- _REQUIRED TASK_
Extract every line of the records that contains the word "dark".

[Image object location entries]
....................

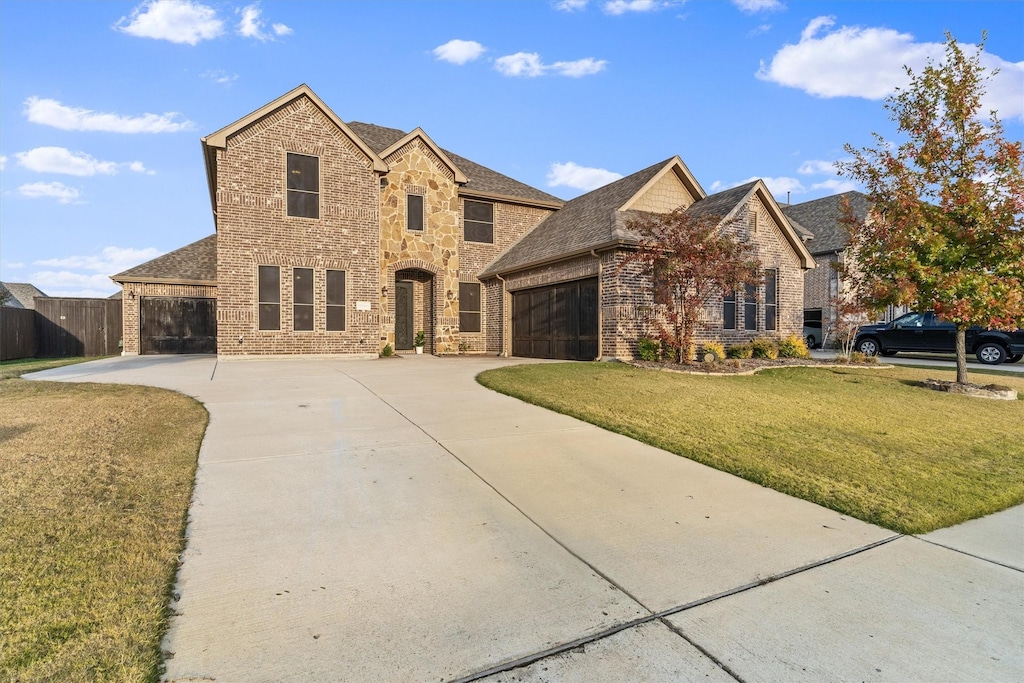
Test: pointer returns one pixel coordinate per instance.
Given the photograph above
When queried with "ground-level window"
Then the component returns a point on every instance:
(469, 306)
(414, 212)
(335, 300)
(729, 310)
(750, 306)
(771, 299)
(269, 297)
(302, 299)
(303, 185)
(478, 223)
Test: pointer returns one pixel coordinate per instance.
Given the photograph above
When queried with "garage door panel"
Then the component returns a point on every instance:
(178, 325)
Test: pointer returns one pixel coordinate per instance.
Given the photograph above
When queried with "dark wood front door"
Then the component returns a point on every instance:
(403, 315)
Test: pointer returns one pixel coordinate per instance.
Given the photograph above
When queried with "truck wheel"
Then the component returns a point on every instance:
(990, 353)
(868, 346)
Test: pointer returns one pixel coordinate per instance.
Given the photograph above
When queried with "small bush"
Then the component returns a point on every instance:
(648, 349)
(764, 348)
(713, 348)
(739, 351)
(793, 347)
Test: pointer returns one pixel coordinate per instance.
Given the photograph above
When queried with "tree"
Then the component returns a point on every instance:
(690, 261)
(946, 230)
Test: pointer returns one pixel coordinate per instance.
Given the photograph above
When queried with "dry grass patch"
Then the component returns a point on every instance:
(94, 487)
(868, 442)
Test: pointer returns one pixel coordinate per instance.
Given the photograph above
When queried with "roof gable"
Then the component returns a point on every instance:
(460, 177)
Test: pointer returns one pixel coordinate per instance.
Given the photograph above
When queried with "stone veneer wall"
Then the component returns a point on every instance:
(130, 306)
(416, 170)
(253, 229)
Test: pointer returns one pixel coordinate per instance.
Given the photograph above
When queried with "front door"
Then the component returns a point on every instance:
(403, 315)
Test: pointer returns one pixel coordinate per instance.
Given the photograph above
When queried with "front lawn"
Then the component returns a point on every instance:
(867, 442)
(94, 487)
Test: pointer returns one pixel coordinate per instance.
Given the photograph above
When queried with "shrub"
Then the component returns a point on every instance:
(764, 348)
(793, 347)
(739, 351)
(715, 349)
(648, 349)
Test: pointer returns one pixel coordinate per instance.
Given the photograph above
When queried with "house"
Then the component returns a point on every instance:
(19, 295)
(337, 238)
(829, 247)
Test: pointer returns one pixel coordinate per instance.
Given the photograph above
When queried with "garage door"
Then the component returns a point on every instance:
(556, 322)
(178, 325)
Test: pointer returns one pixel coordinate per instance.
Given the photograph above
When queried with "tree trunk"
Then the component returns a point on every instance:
(961, 355)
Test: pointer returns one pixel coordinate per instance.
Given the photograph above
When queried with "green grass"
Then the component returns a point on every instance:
(94, 488)
(867, 442)
(19, 367)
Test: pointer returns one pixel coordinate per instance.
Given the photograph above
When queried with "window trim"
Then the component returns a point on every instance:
(327, 301)
(477, 312)
(466, 220)
(260, 302)
(320, 185)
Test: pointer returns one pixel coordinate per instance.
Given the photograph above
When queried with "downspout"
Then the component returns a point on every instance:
(506, 321)
(600, 322)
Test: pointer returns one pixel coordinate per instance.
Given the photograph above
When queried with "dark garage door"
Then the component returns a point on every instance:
(556, 322)
(177, 325)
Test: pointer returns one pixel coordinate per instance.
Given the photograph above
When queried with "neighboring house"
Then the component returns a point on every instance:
(825, 285)
(19, 295)
(338, 239)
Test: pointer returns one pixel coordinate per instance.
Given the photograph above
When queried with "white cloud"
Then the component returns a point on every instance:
(252, 25)
(57, 190)
(59, 160)
(836, 185)
(520, 63)
(753, 6)
(111, 260)
(623, 6)
(529, 65)
(816, 167)
(176, 20)
(459, 51)
(52, 113)
(138, 167)
(570, 174)
(219, 76)
(585, 67)
(868, 62)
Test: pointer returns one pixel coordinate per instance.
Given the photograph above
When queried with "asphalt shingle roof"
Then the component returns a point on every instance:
(480, 177)
(197, 261)
(588, 221)
(821, 218)
(22, 295)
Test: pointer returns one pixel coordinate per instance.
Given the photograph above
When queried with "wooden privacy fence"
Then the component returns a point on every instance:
(17, 333)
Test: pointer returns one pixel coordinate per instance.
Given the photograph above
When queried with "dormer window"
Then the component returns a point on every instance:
(303, 185)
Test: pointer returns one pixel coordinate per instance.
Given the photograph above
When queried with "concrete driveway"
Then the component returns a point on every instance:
(392, 520)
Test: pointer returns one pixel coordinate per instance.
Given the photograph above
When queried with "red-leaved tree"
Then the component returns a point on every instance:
(946, 229)
(690, 261)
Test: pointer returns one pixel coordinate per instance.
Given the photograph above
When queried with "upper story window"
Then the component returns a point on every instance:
(478, 224)
(303, 185)
(414, 212)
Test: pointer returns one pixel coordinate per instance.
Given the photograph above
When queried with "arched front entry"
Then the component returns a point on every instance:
(414, 308)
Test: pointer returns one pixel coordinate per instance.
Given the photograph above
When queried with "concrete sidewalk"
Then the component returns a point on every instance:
(392, 520)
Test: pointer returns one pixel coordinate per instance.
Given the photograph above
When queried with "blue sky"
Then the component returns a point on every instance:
(102, 103)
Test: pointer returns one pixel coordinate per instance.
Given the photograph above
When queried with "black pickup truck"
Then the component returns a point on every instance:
(927, 332)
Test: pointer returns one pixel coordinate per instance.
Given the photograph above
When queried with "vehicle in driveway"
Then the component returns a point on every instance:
(927, 332)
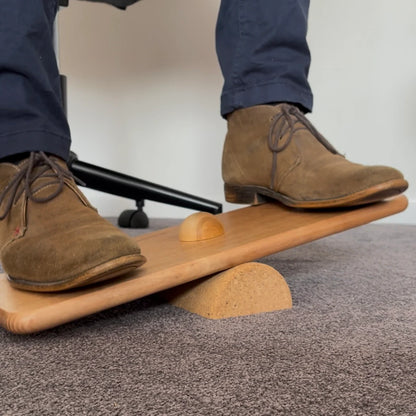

....................

- _RESPONSE TO THIS EXERCISE_
When queried with "dark wood front door"
When queried with "dark garage door"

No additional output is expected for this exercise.